» **Teks Sumber**
--- --- ---

Jumat, 29 Agustus 2025

REVIEW JURNAL PENGELOLAAN WILAYAH PESISIR TERPADU

Integrated management strategy of coastal rehabilitation for controlling coastal erosion: A case study of the coastal area of Karawang Regency, West Java, Indonesia

 

Judul

Integrated management strategy of coastal rehabilitation for controlling coastal erosion: A case study of the coastal area of Karawang Regency, West Java, Indonesia

Nama Jurnal

In IOP Conference Series: Earth and Environmental Science

Volume dan Halaman

1147(1): 012020

Tahun

2023

Penulis

Medi Nopiana, Fredinan Yulianda, Achmad Fahrudin, Gatot Yulianto dan Made Panji Teguh

Pendahuluan

Kerusakan pantai di Kabupaten Karawang disebabkan oleh berbagai faktor, termasuk erosi yang dipicu oleh aktivitas manusia dan perubahan iklim. Kerusakan ini mengancam keberlanjutan ekosistem mangrove dan sumber daya pesisir yang vital bagi masyarakat lokal. Upaya rehabilitasi yang selama ini dilakukan cenderung lebih berfokus pada solusi rekayasa, sehingga mengabaikan aspek sosial dan kelembagaan yang penting. Oleh karena itu, diperlukan pendekatan pengelolaan yang terintegrasi dan berkelanjutan yang melibatkan masyarakat dan berbagai pemangku kepentingan. Penelitian ini bertujuan mengembangkan strategi yang menggabungkan konservasi ekologis, pemberdayaan masyarakat, dan penegakan hukum untuk mengatasi erosi secara efektif.

--- --- ---

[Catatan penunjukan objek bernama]

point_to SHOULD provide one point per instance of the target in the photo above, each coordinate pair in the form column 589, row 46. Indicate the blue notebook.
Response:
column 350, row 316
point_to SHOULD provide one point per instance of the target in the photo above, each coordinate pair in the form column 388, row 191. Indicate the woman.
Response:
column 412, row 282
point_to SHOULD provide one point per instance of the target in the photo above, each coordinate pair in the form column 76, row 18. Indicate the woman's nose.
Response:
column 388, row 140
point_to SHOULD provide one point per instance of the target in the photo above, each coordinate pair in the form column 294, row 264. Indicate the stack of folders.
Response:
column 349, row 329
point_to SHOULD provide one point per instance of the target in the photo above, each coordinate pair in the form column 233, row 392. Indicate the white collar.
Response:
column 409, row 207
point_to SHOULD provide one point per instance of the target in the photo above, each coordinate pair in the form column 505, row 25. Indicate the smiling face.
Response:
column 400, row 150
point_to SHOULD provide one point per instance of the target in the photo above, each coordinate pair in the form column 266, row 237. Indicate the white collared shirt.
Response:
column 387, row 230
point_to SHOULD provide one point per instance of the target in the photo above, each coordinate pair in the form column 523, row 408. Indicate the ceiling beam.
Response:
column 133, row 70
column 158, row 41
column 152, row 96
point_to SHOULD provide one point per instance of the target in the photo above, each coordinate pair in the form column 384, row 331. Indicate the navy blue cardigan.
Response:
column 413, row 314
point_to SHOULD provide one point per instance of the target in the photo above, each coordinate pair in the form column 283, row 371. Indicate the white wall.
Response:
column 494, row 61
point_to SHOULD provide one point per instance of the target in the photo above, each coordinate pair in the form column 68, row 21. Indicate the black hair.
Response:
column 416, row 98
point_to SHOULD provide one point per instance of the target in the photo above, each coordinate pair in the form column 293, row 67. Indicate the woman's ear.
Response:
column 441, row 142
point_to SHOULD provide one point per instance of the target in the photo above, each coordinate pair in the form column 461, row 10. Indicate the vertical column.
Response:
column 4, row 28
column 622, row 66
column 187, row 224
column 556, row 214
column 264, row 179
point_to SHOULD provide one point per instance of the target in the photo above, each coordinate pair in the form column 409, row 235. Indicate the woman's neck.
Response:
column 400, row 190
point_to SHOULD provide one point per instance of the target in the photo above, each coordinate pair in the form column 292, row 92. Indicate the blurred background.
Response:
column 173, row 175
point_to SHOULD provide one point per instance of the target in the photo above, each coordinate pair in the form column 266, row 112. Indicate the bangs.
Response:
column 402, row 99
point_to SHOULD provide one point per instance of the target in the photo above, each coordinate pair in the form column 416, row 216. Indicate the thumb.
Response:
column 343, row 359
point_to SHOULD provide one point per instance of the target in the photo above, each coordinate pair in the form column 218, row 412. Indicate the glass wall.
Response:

--- --- ---

» **Petunjuk Tugas**
Jawablah pertanyaan berikut berdasarkan ulasan jurnal tentang rehabilitasi pesisir Karawang.
1. Pada tahun berapa artikel yang diulas diterbitkan?
2. Dalam jurnal apa artikel tersebut dimuat?
3. Upaya rehabilitasi yang selama ini dilakukan cenderung berfokus pada apa?
Daftar di atas merupakan bahan tersendiri yang terpisah dari ulasan jurnal.

» **Hasil Latihan**
1. 2023.
2. IOP Conference Series: Earth and Environmental Science.
3. Pada solusi rekayasa.